• WHAT YOU HAVE TO DO:
Please give back the sentiment analysis text below in full, unchanged.

BEGIN PASSAGE

# Sentiment Analysis

## Learning Objectives:
1. How to prepare data for machine learning, i.e., feature selection
1. How to learn a machine learning classifier
1. How to learn a machine learning classifier
1. How to apply a machine learning classifier
1. How to evaluate a machine learning classifier

### Process:
1. load dataset
1. analyzse dataset
1. create feature vector
1. vectorize data
1. learn machine learning classifier
1. evaluate classifier
1. apply machine learning classifier


# Setup

## Install Dependencies

In [None]:
import sys
!{sys.executable} -m pip install pandas
!{sys.executable} -m pip install xlrd
!{sys.executable} -m pip install nltk
!{sys.executable} -m pip install sklearn
!{sys.executable} -m pip install openpyxl
!{sys.executable} -m pip install scipy


## Import Dependencies

In [None]:
################################
# Required
################################
import os, sys
import pandas as pd

# Feature Creation
from nltk.tokenize import RegexpTokenizer
#tokenizer = RegexpTokenizer(r'\w+[-]?\w+')

END PASSAGE
BEGIN DATA PROVIDED

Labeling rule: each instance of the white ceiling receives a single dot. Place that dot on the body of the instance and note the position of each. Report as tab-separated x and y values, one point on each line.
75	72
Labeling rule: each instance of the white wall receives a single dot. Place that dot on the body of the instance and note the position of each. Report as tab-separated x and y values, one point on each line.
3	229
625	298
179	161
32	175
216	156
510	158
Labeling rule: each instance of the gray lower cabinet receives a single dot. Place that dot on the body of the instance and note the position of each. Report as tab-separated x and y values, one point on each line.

END DATA PROVIDED

• FINISHED ANSWER:
# Sentiment Analysis

## Learning Objectives:
1. How to prepare data for machine learning, i.e., feature selection
1. How to learn a machine learning classifier
1. How to learn a machine learning classifier
1. How to apply a machine learning classifier
1. How to evaluate a machine learning classifier

### Process:
1. load dataset
1. analyzse dataset
1. create feature vector
1. vectorize data
1. learn machine learning classifier
1. evaluate classifier
1. apply machine learning classifier


# Setup

## Install Dependencies

In [None]:
import sys
!{sys.executable} -m pip install pandas
!{sys.executable} -m pip install xlrd
!{sys.executable} -m pip install nltk
!{sys.executable} -m pip install sklearn
!{sys.executable} -m pip install openpyxl
!{sys.executable} -m pip install scipy


## Import Dependencies

In [None]:
################################
# Required
################################
import os, sys
import pandas as pd

# Feature Creation
from nltk.tokenize import RegexpTokenizer
#tokenizer = RegexpTokenizer(r'\w+[-]?\w+')